INSTRUCTION: Print exactly the lines from the line with "Task: locate the curb." to the last line of the data, please, both included.

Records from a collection
※

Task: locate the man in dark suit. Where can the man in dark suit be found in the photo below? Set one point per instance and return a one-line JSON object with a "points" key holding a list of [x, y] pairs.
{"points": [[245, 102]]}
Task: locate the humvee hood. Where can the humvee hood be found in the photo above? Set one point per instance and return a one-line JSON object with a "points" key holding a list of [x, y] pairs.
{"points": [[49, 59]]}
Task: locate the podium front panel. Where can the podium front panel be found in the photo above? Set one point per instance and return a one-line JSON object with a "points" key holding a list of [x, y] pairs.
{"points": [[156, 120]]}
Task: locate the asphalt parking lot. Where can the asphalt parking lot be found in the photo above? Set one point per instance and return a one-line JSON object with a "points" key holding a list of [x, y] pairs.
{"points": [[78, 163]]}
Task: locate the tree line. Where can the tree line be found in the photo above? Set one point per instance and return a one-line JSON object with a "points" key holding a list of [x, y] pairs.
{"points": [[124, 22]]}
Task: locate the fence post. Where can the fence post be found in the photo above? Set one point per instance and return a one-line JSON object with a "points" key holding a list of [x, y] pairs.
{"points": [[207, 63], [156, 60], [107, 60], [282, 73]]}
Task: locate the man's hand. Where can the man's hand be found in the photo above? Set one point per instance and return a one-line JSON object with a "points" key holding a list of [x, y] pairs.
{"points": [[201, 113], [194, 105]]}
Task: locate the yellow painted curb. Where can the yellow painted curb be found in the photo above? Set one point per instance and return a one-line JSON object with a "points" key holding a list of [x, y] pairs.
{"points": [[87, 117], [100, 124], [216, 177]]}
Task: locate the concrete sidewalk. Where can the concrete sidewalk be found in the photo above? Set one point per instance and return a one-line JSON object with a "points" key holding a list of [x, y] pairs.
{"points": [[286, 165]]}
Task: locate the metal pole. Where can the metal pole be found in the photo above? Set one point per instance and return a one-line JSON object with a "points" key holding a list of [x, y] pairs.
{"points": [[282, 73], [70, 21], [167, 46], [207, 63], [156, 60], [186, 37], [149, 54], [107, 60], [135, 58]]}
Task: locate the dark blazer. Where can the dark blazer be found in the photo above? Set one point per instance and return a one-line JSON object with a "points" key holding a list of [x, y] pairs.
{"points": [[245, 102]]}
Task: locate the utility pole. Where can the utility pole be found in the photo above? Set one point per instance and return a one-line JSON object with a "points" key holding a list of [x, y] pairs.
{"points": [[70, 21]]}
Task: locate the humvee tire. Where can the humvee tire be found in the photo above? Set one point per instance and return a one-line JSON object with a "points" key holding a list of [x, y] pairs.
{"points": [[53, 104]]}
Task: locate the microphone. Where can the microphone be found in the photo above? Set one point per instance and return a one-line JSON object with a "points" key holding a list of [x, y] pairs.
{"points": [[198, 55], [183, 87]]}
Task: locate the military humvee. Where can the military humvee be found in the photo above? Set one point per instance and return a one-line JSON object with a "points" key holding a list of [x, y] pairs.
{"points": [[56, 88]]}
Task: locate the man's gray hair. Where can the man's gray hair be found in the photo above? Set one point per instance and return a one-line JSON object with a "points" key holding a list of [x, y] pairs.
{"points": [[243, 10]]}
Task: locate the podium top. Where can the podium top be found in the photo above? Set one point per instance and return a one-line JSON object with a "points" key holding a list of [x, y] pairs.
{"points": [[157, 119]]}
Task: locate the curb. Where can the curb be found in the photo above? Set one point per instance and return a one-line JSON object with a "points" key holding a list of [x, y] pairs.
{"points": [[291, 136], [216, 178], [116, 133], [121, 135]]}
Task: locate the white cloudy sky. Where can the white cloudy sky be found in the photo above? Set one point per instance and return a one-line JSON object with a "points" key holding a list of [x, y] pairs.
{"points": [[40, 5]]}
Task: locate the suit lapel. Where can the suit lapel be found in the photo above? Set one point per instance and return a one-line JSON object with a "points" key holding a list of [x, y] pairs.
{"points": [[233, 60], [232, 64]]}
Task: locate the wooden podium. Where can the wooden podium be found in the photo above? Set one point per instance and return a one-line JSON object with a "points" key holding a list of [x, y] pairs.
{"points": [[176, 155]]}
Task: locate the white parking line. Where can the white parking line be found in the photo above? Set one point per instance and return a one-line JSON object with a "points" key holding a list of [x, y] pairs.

※

REPLY:
Task: locate the curb. Where can the curb be found in the photo above? Set one point per instance and return a one-line JSON object with a "points" key holding a list of [x, y] pairs.
{"points": [[291, 136], [216, 178], [116, 133], [121, 135]]}
Task: locate the white cloudy sky. Where can the white cloudy sky be found in the photo above? Set one point per instance and return a one-line JSON object with a "points" key holding a list of [x, y] pairs.
{"points": [[40, 5]]}
Task: locate the suit lapel. Where can the suit lapel be found in the photo above? Set one point per instance and return a one-line JSON object with a "points" key holding a list of [x, y] pairs.
{"points": [[233, 60], [232, 64]]}
Task: locate the wooden podium. Where can the wooden podium be found in the photo above? Set one point per instance and return a one-line JSON object with a "points" key holding a list of [x, y] pairs.
{"points": [[176, 155]]}
Task: locate the white parking line. Where can the white parking line be found in the photo above? Set one point per instance and return a one-line JSON object with a "points" key holding a list of [x, y] pairs.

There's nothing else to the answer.